In the 20th century, with the birth of the independent nation, unifying political goals overruled regionalist sentiment, and a policy of teaching standard written Estonian was enforced. The political solution to Estonia's linguistic differences dictated that Estonia is too small for several languages. Voru shrank from the public sphere, becoming a language of the home and of literature.

The Soviet Union only furthered this policy, which reached its apogee in the 1960s. Speaking Voru in school was cause for physical punishment. The policy's aims were achieved. As Voru was relegated to the private sphere, it also became stigmatized, signifying backwardness and provincialism.

The pay off of language politics

The results of these policies are clearly audible in the current rhetoric on Voru language teaching. Not only do knee-jerk reactions such as that of Voru's mayor seem aggressively negative, but even people who speak Voru at home react variously to the issue of teaching the language in school. Many parents do not speak the language with their children, but only between themselves. Most Voru children have a passive knowledge of the language, but use it only with grandparents.

Many teachers' attitudes are counterproductive to children gaining a sense of regional pride. Most of today's teachers learned pedagogy while the party line was opposed to teaching local dialects or languages. The most commonly cited reason is the understanding that Voru interferes with learning standard Estonian "properly."

^^^^

## TO DO
**1.** According to the text on the Voru language, in which decade did the Soviet policy against Voru reach its apogee?
**2.** Carry the text about Voru language teaching further, picking up after its last sentence.

^^^^

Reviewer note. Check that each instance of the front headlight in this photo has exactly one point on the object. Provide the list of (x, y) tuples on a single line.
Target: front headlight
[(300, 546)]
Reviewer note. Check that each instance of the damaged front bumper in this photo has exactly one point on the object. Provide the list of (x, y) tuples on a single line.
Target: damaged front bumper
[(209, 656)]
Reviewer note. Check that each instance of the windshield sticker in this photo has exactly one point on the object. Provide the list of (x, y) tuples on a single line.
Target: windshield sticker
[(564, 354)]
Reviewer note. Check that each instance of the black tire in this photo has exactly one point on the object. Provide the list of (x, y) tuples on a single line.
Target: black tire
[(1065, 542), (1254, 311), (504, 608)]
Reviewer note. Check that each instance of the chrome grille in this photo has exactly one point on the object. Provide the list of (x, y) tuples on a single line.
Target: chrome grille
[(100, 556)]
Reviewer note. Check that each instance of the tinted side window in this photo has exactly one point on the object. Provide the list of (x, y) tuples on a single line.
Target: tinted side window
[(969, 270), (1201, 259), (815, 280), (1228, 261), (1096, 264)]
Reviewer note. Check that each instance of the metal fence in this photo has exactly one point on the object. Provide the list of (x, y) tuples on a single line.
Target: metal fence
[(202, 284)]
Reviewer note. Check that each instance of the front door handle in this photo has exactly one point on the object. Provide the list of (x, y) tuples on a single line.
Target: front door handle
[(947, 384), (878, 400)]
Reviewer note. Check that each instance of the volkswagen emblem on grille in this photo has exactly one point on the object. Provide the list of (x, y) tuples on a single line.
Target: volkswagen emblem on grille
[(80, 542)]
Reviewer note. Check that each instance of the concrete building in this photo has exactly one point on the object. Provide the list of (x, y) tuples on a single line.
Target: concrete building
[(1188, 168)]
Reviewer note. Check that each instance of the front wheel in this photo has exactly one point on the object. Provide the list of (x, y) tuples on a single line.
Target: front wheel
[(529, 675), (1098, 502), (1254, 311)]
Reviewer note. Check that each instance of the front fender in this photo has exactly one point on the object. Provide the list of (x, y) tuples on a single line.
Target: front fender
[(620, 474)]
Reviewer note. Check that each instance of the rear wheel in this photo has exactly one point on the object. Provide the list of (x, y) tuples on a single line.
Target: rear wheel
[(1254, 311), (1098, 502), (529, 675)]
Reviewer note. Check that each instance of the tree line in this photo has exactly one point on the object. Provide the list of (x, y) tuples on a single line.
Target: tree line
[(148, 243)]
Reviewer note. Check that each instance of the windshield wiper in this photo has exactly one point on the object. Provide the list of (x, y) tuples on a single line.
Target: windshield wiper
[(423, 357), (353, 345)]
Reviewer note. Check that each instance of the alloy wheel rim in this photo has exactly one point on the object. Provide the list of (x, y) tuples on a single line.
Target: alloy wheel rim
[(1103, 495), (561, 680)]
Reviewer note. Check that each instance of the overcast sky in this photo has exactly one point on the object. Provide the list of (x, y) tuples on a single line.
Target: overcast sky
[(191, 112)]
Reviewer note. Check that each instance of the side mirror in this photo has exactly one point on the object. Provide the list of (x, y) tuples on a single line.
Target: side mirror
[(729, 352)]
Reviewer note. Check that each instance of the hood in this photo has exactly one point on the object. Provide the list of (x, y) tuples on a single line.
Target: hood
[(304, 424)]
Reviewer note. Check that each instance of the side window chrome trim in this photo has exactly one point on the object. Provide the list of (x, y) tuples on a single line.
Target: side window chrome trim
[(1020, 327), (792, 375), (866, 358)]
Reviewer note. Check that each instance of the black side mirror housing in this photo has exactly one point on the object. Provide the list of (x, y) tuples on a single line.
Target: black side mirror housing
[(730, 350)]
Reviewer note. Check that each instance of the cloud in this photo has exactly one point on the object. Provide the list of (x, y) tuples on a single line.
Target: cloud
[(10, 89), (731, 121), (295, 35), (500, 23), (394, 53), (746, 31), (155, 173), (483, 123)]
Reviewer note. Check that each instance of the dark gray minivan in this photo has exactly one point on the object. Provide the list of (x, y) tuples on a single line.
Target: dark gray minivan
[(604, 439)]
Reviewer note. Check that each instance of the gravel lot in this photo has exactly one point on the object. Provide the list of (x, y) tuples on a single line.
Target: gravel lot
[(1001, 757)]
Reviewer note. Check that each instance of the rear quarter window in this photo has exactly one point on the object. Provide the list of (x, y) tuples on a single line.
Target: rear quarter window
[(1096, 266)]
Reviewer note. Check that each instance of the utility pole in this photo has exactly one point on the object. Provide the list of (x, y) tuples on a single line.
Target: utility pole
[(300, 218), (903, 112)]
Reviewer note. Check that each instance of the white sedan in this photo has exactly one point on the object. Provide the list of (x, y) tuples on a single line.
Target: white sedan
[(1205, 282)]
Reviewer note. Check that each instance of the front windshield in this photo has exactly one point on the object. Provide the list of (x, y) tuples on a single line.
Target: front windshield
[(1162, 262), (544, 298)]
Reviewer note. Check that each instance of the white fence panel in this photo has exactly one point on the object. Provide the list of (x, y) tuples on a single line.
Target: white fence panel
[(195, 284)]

^^^^

## YOUR RESPONSES
**1.** The 1960s.

**2.**
However, linguist Karl Pajusalu of Tartu University claims that bringing an awareness to children of the regional elements in their speech equips them better to grasp and differentiate the standard language. Others add that knowledge of two languages improves the memory and verbal skills.

The Voru Institute began compiling a Voru primer and reader in 1995. Five teachers tested it in second to fourth grades with very positive responses. The primer's success sparked a boom of interest in the project.Thirty teachers were involved by 1999.

For the last several decades, the biggest tool for standardizing language has been the media. Radio and TV broadcast in Northern Estonian with only a handful of programs in any local dialects. Those who have grown up knowing that their home language is outside of the public domain often have difficulty accepting the language re-entering the realms of education and media, particularly when a stigma accompanies the minority language in a majority context.

The ubiquity of media ensures there is no longer any issue of castigating students who speak Voru at school. For generations, Voru children have been brought up knowing where speaking Voru is appropriate. Voru is a bilingual county, but its linguistic demographics reveal signs of a dying language. In the city, only people over 30 speak Voru among themselves. Youngsters speak Voru mostly with people two generations older.

Still, though use of Voru is decreasing, it is far from nonexistent. In a survey conducted by the Voru Institute in 1998-1999, about 50 percent of respondents between the ages of 25 and 64 living in Voru County said they speak Voru all the time, and 40 percent speak it occasionally.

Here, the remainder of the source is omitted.